19th Century Museum Prison Ships

Capt. H.D. Smith of SUCCESS, Date Unknown. Glass negative. George Grantham Bain Collection (Library of Congress). Call Number: LC-B2- 2611-3
Capt. H.D. Smith of SUCCESS, Date Unknown. Glass negative. George Grantham Bain Collection (Library of Congress). Call Number: LC-B2- 2611-3

A couple of weeks ago I gave a nod to subtopia’s article on Floating Prisons. This is a topic that gets more meaty the more contemporary the examples become. The intrigue levels reach new heights when the 21st century, nautico-military gun-vessels are spear shaped, warp radar detection and travel quicker than your average barracuda. Concomitantly, the further back one ventures, prison ships are mired in the shameful times of slavery and the dirty deeds of colonial conquest.

[Entries taken from a pointing dataset]
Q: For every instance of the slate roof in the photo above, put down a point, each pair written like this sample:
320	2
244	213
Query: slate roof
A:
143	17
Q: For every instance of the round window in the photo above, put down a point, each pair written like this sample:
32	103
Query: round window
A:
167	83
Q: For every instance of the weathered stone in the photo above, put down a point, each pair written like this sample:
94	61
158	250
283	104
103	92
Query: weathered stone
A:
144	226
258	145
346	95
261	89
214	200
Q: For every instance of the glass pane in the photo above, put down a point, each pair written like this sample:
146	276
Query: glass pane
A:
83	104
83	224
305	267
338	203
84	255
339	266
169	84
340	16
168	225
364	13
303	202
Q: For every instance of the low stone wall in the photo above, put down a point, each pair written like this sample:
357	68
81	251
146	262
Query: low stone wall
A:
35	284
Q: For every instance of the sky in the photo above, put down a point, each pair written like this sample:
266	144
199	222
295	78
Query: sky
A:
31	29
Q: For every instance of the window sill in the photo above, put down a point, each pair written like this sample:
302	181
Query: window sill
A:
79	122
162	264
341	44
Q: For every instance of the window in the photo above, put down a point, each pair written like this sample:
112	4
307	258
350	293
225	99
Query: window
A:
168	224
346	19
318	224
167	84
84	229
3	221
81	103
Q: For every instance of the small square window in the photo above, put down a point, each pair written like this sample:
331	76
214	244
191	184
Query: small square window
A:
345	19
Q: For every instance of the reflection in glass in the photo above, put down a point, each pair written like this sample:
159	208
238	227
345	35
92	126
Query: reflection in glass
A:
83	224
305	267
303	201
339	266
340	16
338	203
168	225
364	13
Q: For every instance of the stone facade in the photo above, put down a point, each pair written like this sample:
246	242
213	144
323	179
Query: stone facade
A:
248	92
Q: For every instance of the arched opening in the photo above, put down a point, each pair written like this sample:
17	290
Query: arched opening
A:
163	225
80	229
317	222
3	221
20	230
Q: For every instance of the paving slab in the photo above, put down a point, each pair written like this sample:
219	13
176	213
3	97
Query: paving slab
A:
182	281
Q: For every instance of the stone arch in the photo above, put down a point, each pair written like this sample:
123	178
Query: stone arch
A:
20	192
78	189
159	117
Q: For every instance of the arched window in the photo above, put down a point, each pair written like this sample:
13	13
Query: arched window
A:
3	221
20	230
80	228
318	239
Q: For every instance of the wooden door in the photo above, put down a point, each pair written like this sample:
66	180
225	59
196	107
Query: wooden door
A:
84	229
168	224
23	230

## PROBLEMS TO WORK ON
**a.** Please rewrite the listing from the line with "Q: For every instance of the wooden" through the end of the listing, changing "wooden" to "timber" and leaving everything else as it is.
**b.** Write what comes next in the passage on prison ships, continuing from where it stops.
The passage on prison ships and the listing are unrelated material.

## RESPONSES PER TASK
**a.**
Q: For every instance of the timber door in the photo above, put down a point, each pair written like this sample:
66	180
225	59
196	107
Query: timber door
A:
84	229
168	224
23	230

**b.**
There is a period between these two paradigms, when American authority locked up American pioneers on prison hulks. When the western expansion became western settlement, predominantly centered about San Francisco, the authority of the time needed a “bulk” solution to the settling and incorrigible population. The quickest solution to the quickest lawlessness on the continent was the prison ship.

Image: Telstar Logistics (Source)
San Quentin Prison. Image: Telstar Logistics (Source)

In 1851, the first prison on the west coast of America was established at Point San Quentin, but when it was established it was not bricks and mortar but beams and gulleys. The Waban, a 268-ton wooden ship, anchored in San Francisco Bay, was outfitted to hold 30 inmates. Subsequently, inmates who were housed on The Waban constructed San Quentin which opened in 1852 with 68 inmates. Unfortunately, I could find no images of The Waban.

I think it is interesting that a “prison-as-terminal” was immediately necessary when humans reached the edge of a continent. San Quentin prison replaced the archipelago of local jails across America as a permanent and expanding facility – the final stopping point for California’s early lawless contingent.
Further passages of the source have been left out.